* _Выбранный текст_
········

Та же Национальная галерея, обложив акцию мощной рекламой, показала колдеровскую юбилейную ретроспективу. Дерево, проволока, тонкая сталь, листики, веточки, хрестоматия раннего кинетизма. Объекты Александра Колдера замечательно подтвердили свою зависимость от среды, о чем так радел и беспокоился мастер. Они стали полностью неподвижными — администрация музея запретила публике на них дуть, а самостоятельных воздушных потоков в галерее не наблюдается.

23. 07. 98

ПОСЛЕДНЯЯ ЖЕРТВА ЛАУДЕНА

История эта произошла два с половиною года назад, но комментарии Лаудена много позже настигли и окольцевали событие. Бурая кровь, над обузданием коей склонились два нанятых ангела медицины, наконец успокоенная, запеклась. Она стала поживой кунсткамеры, остекленевшей музейною лужицей, побочным продуктом развернутого напоказ отклонения, коль скоро кому-либо вздумается этот порыв лицезреть и, досыта надивившись, об уклоне том рассуждать. Такие люди обнаружились, впрочем, немедленно. Хирургический ножик, обрисовав тонкость замысла, оцарапал и тела толкователей, и если иным в анестезированном движении скальпеля сверкнул индивидуальный душевный бедлам, то другие узрели еще один, в бесконечном ряду, знак разложения и упадка когда-то изящных искусств или даже прозрачный оракул более общего запустения самых разных материй. Блаженная неуязвимость подобных высказываний (их, по обыкновению, невозможно ни опровергнуть, ни подтвердить) делает солидарность или несогласие с ними излишним, а посему, руководствуясь тацитовским заветом эмоционального невмешательства, воздержусь от пристрастий и рассмотрю вопрос в безоценочной, описательной плоскости, чтобы дать место свершившемуся, двум его авторским интерпретациям и кое-каким попутным суждениям, чья неброская цель только вышивка по канве происшествия.

········

* _Что сделать_
Продолжите текст о последней жертве Лаудена, начав сразу после его последнего предложения.

Фрагменты данных:

········

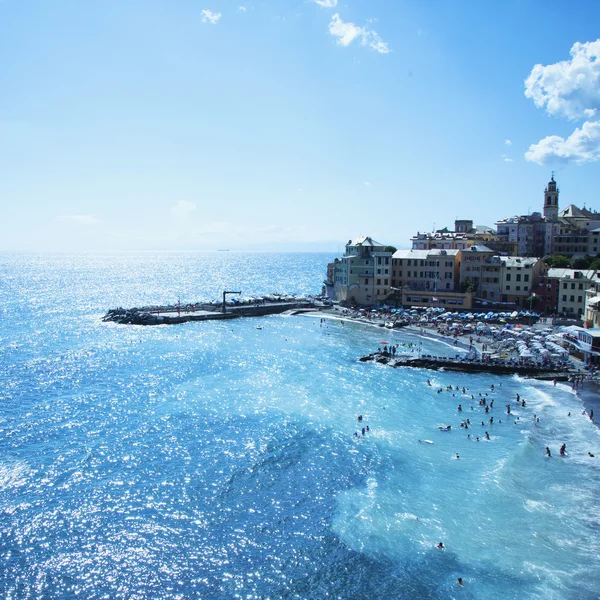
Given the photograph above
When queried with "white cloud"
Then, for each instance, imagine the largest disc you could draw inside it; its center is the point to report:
(183, 209)
(347, 32)
(582, 146)
(79, 219)
(570, 88)
(210, 17)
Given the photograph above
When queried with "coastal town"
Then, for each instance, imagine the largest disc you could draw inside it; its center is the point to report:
(541, 266)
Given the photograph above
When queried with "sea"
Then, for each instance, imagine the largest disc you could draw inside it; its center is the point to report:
(225, 459)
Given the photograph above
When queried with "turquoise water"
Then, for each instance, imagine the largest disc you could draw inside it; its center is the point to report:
(217, 460)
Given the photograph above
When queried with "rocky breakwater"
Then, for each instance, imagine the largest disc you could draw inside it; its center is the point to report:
(153, 316)
(470, 366)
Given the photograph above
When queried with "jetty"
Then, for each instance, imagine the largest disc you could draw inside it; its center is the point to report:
(212, 311)
(439, 363)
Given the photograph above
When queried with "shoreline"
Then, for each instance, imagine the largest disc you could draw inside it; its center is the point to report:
(589, 394)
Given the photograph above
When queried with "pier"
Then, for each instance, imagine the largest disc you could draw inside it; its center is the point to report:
(183, 313)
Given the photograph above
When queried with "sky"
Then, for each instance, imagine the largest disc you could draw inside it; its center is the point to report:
(288, 125)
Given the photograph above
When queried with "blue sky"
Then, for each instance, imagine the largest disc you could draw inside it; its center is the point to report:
(288, 124)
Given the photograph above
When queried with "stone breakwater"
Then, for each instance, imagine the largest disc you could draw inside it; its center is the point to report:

········

* _Результат_
Хроникальная сторона такова. Брюс Лауден, активист как будто покойного, но непогребенного боди-арта, отрезал себе язык (точнее, поддавшись его уговорам, операцию согласились провести два врача), запечатлел действо на пленку и дождался счастливого дня, когда отсеченный орган предстал очам посетителей лондонской галереи — не прибегая к рекламе драгоценного экспоната, она сделала ставку на естественную циркуляцию слухов и, разумеется, сорвала весь банк. За десять предыдущих лет Лауден, тяготясь избытком частей своего тела и последовательно реализуя минималистскую тактику, вычеркнул из ассортимента одиннадцать других ненужных деталей — удалению подверглись избранные пальцы на руках и ногах, а также левое ухо. Объекты зафиксированы, проданы и поступили в распоряжение коллекционеров. Вместе с упомянутым языком число потерь сакрализовалось до дюжины. Техническое измеренье программы, беспрекословно предписанная ею калькуляция убытков (они же и приращения — природа стремится к симметрии, и пополняемый список изъянов компенсирует телесную недостачу) содержатся в тайне, но легко допустить, что дерзость идеи не ограничится этим банальным, доподлинно дюжинным символическим рубежом.